▶ **Information shown**:
+ + +

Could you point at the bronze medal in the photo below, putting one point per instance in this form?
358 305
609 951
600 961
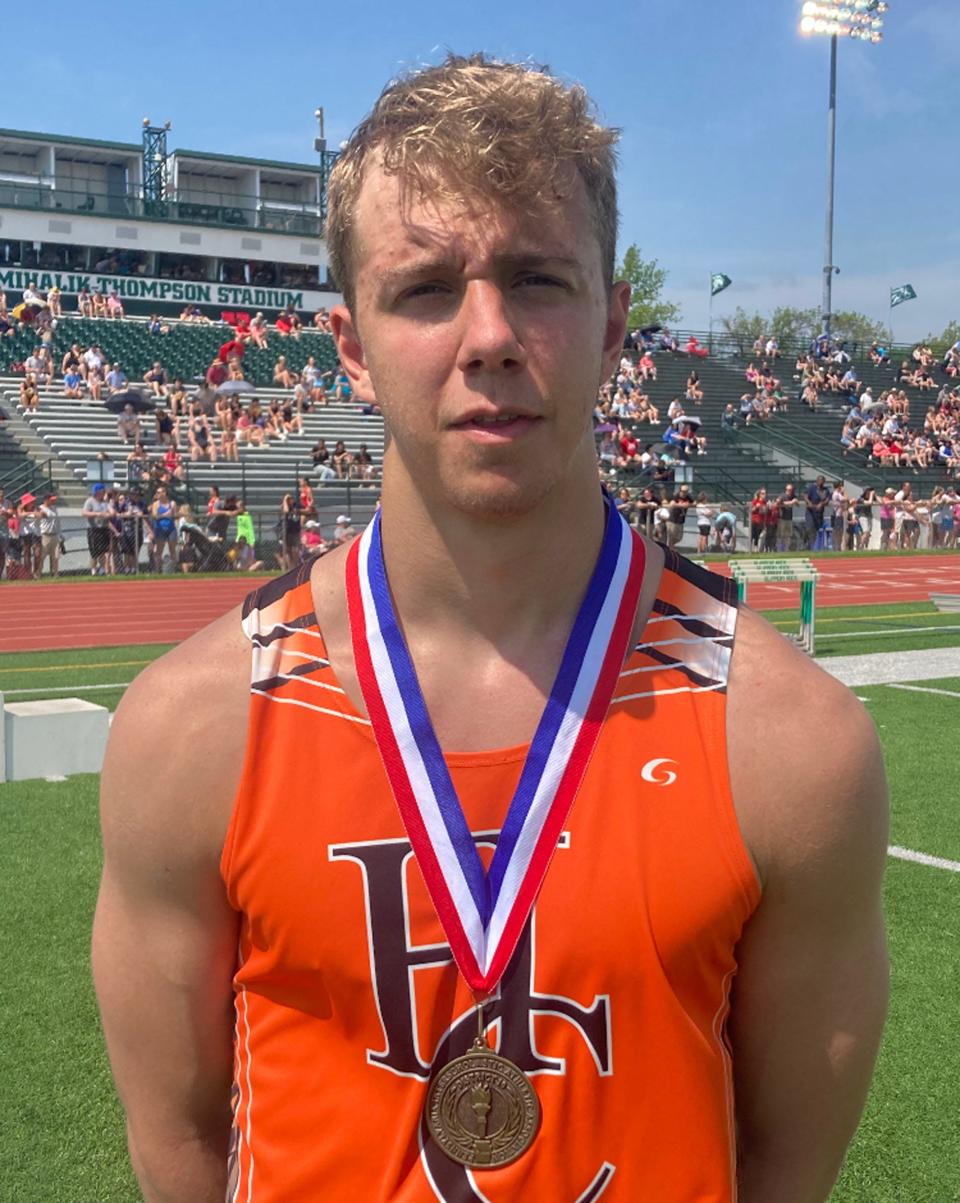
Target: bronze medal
481 1109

+ + +

▶ **What you need to do**: Repeat all entries exactly. Skip the pictures.

▶ **Exercise solution**:
Could you point at the bronze medal in the photo below, putting one point per instance in this form?
358 305
609 951
600 961
Target: bronze medal
481 1109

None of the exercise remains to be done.